● Data supplied:
+---+

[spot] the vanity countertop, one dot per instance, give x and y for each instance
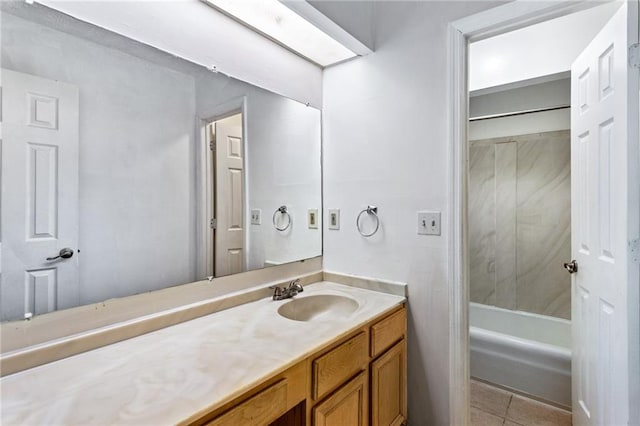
(169, 375)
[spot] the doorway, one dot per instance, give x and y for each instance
(484, 25)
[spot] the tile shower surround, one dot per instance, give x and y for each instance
(520, 222)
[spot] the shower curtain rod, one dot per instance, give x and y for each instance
(511, 114)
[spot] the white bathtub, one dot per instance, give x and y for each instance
(526, 352)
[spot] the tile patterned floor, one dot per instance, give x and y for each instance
(491, 406)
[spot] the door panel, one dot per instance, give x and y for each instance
(229, 233)
(603, 181)
(40, 130)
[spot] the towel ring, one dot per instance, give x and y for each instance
(281, 210)
(372, 211)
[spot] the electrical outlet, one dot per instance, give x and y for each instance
(256, 217)
(312, 218)
(334, 219)
(429, 223)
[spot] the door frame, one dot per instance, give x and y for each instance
(204, 184)
(502, 19)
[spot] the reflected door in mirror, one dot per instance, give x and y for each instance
(229, 233)
(40, 194)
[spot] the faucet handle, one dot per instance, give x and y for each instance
(295, 284)
(277, 291)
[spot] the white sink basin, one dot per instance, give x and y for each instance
(319, 307)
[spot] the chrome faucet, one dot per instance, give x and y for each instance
(280, 293)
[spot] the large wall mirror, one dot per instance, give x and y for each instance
(127, 170)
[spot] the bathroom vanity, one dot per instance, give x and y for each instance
(335, 363)
(357, 380)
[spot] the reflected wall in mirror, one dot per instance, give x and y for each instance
(148, 168)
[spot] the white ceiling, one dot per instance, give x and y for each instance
(542, 49)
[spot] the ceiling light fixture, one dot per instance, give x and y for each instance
(276, 21)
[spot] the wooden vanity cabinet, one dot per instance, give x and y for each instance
(349, 405)
(389, 387)
(358, 380)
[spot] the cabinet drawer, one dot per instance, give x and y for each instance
(388, 331)
(335, 367)
(260, 409)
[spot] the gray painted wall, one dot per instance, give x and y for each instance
(137, 190)
(138, 206)
(283, 167)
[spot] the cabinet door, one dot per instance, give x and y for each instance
(389, 387)
(348, 406)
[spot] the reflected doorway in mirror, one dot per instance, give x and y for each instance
(227, 192)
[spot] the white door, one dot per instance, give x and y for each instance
(604, 211)
(229, 232)
(39, 195)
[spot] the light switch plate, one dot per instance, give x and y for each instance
(429, 223)
(334, 219)
(312, 218)
(256, 217)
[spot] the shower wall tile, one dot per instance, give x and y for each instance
(505, 195)
(520, 222)
(544, 224)
(482, 232)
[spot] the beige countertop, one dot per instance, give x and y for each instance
(168, 375)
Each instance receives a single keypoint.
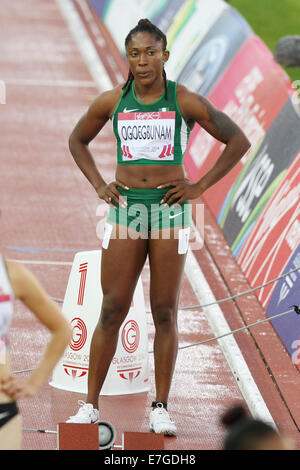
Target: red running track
(49, 213)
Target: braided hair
(145, 26)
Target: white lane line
(85, 44)
(54, 263)
(230, 349)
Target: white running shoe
(160, 421)
(86, 414)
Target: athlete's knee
(164, 316)
(112, 314)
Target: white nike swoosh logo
(4, 415)
(125, 110)
(175, 215)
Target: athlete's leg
(11, 434)
(166, 271)
(122, 263)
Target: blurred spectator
(287, 51)
(246, 433)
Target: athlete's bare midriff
(148, 176)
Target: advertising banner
(215, 52)
(274, 237)
(121, 16)
(285, 295)
(128, 372)
(259, 178)
(190, 25)
(165, 17)
(245, 93)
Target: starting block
(142, 441)
(73, 436)
(77, 436)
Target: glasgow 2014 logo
(130, 336)
(79, 334)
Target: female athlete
(149, 212)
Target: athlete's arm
(31, 293)
(196, 108)
(199, 109)
(87, 128)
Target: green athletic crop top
(150, 134)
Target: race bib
(147, 135)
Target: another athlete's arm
(84, 132)
(31, 293)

+---+

● Instructions for the task: Everything in the listing must be restated word for word, except for the pictures.

● Written solution:
[spot] the vanity countertop, one dot per instance, give x and y for each instance
(169, 375)
[spot] the doorway, one dot per instance, give x and y for each instance
(484, 25)
[spot] the tile shower surround, one dot per instance, give x and y for each instance
(520, 222)
[spot] the shower curtain rod, one dot per instance, give x and y for each instance
(511, 114)
[spot] the white bathtub, one dot per instance, give x and y for each instance
(526, 352)
[spot] the tile patterned floor, one dot per instance, give x and y for each instance
(491, 406)
[spot] the door panel, one dot per instance, give x and y for each instance
(229, 233)
(603, 181)
(40, 130)
[spot] the towel ring, one dot per instance, give x and y for each instance
(281, 210)
(372, 211)
[spot] the electrical outlet, one dot per instance, give x and y for each instance
(256, 217)
(312, 218)
(334, 219)
(429, 223)
[spot] the door frame, one dot per instance, give x and y for each instance
(204, 184)
(502, 19)
[spot] the reflected door in mirror, one dot per instance, give x and y for each instance
(229, 233)
(40, 194)
[spot] the faucet handle, one dot per instance, give x and y for each instance
(295, 284)
(277, 291)
[spot] the white sink basin, one dot per instance, give x and y for each instance
(319, 307)
[spot] the chrome faucet, one dot per instance, give x and y for each instance
(280, 293)
[spot] the large wall mirror, one dot per instance, give x and y for each instance
(127, 170)
[spot] the bathroom vanity, one dot per instance, give x and y for each instance
(335, 363)
(357, 380)
[spot] the reflected wall in mirror, one dot per instance, give x and y for each instance
(148, 168)
[spot] the white ceiling, one dot per instance, give x and y for each instance
(542, 49)
[spot] the ceiling light fixture, one dot per instance, give x and y for each instance
(276, 21)
[spot] the wooden vanity cabinet, one dot per instance, give x and y for each instance
(349, 405)
(389, 387)
(358, 380)
[spot] the cabinet drawer, one dot per instance, give x and y for each instance
(388, 331)
(335, 367)
(260, 409)
[spot] the gray painted wall, one dot per instance, give x and y for each instance
(137, 190)
(138, 206)
(283, 167)
[spot] the cabinet door, one dot per instance, give x and y for each instance
(389, 387)
(348, 406)
[spot] the reflected doorway in mirror, one dot per instance, give x and y for each instance
(227, 192)
[spot] the white door, one dot per instance, give x and y for each instance
(604, 211)
(229, 232)
(39, 195)
[spot] the light switch plate, one dot per instance, give x and y for each instance
(429, 223)
(334, 219)
(312, 218)
(256, 217)
[spot] the shower wall tile, one dot per instance, give x and y for each instance
(505, 195)
(520, 222)
(544, 224)
(482, 232)
[spot] the beige countertop, one dot per instance, give x and y for each instance
(168, 375)
Each instance receives a single keypoint.
Target: red running track
(49, 213)
Target: braided hair
(145, 26)
Target: white lane line
(85, 44)
(54, 263)
(230, 349)
Target: white running shoe
(160, 421)
(86, 414)
Target: athlete's knee
(164, 316)
(112, 314)
Target: white nike swoosh logo
(4, 415)
(125, 110)
(175, 215)
Target: athlete's leg
(11, 434)
(166, 271)
(122, 263)
Target: blurred spectator
(287, 51)
(246, 433)
Target: athlete's bare midriff
(148, 176)
Target: advertising banner
(215, 52)
(274, 237)
(121, 16)
(285, 295)
(128, 372)
(259, 178)
(190, 25)
(165, 17)
(245, 93)
Target: starting block
(142, 441)
(73, 436)
(77, 436)
Target: glasgow 2014 logo
(130, 336)
(79, 334)
Target: female athlete
(149, 212)
Target: athlete's arm
(31, 293)
(196, 108)
(199, 109)
(87, 128)
Target: green athletic crop top
(150, 134)
Target: race bib
(147, 135)
Target: another athlete's arm
(84, 132)
(31, 293)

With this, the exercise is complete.